● What needs to be done: Rewrite the lines as a numbered list, leaving out any blank lines, starting from the line with "Where can the player in blue" up to and including the line with "x=657, y=462".

— start —

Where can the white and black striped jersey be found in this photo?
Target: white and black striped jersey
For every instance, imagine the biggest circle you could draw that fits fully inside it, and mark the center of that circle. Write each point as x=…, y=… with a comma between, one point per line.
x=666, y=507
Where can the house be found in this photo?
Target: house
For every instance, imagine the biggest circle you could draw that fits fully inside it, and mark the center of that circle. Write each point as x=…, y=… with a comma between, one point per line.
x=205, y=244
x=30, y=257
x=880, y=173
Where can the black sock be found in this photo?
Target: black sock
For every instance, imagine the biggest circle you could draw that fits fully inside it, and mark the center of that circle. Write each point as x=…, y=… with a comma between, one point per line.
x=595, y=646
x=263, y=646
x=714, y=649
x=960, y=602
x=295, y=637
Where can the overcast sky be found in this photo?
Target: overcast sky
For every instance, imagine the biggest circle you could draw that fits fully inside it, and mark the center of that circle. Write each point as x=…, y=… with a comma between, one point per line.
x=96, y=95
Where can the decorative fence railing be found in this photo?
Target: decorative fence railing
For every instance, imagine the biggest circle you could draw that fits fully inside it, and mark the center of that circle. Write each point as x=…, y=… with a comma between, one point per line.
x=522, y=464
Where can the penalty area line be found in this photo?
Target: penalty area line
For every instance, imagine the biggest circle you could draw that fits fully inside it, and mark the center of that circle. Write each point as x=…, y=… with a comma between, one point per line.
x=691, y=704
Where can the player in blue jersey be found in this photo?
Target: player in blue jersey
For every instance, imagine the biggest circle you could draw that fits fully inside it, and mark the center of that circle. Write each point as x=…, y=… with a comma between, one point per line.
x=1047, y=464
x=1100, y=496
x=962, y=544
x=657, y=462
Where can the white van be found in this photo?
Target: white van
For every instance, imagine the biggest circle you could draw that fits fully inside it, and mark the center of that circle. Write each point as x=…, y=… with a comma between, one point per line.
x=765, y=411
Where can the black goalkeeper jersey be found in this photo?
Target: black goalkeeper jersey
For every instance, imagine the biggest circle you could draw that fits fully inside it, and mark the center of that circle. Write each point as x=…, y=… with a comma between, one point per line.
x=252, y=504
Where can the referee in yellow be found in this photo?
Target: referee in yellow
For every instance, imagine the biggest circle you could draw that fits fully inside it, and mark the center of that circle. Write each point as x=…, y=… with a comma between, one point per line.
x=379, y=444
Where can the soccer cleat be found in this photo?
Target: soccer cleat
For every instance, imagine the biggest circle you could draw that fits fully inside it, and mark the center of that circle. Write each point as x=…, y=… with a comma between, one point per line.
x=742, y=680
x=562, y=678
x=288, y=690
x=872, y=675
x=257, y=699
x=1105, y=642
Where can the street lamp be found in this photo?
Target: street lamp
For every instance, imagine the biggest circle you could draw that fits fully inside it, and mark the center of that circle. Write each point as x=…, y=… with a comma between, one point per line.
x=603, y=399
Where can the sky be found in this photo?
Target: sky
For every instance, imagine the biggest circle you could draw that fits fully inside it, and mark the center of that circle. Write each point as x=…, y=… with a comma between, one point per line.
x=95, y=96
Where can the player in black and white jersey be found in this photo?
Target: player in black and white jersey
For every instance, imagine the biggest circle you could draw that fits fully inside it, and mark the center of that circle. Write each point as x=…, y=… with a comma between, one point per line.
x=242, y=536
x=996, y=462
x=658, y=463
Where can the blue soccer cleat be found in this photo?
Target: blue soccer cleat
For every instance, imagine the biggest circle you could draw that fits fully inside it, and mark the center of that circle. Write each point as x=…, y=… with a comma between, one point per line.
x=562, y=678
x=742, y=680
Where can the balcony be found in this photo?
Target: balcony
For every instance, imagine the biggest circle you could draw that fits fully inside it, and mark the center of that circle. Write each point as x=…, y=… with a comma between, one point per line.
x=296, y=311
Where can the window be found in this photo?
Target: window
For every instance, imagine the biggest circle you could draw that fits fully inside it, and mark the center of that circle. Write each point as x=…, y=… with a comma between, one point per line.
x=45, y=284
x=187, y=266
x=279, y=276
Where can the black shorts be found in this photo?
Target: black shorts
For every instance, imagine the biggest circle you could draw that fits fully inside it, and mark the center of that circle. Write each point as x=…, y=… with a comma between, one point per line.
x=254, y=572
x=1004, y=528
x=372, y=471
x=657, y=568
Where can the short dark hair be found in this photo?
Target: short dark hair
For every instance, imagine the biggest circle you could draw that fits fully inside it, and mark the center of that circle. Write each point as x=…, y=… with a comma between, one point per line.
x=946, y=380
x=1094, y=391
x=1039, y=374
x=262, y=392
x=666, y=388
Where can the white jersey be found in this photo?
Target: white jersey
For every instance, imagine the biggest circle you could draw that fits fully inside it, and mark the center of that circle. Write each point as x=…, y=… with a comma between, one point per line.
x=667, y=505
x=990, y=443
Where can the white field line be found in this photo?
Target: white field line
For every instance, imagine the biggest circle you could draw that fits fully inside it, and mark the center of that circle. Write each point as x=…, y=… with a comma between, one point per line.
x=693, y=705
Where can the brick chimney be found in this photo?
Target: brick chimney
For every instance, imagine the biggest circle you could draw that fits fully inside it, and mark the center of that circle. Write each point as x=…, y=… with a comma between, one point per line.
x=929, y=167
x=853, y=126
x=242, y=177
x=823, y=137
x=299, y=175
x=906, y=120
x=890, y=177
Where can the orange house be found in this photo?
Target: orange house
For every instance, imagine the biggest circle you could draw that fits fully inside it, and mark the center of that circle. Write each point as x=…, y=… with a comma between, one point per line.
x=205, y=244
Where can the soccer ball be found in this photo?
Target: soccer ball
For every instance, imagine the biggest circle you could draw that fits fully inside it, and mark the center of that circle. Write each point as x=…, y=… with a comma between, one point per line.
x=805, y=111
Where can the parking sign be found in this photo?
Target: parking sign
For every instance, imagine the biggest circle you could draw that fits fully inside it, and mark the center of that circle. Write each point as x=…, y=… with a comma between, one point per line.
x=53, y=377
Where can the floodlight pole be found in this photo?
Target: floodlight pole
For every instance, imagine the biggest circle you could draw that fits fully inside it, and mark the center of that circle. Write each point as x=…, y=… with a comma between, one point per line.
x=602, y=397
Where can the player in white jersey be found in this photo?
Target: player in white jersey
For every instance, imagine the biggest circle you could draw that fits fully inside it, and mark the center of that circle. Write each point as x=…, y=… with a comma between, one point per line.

— end —

● Task solution:
1. Where can the player in blue jersey be found in this photo?
2. Target: player in blue jersey
3. For every instance, imagine the biggest circle you could draw that fits fully inside it, and mark the center of that circle. Write each point as x=…, y=… with a comma between, one point per line.
4. x=1047, y=464
5. x=1100, y=496
6. x=962, y=544
7. x=657, y=462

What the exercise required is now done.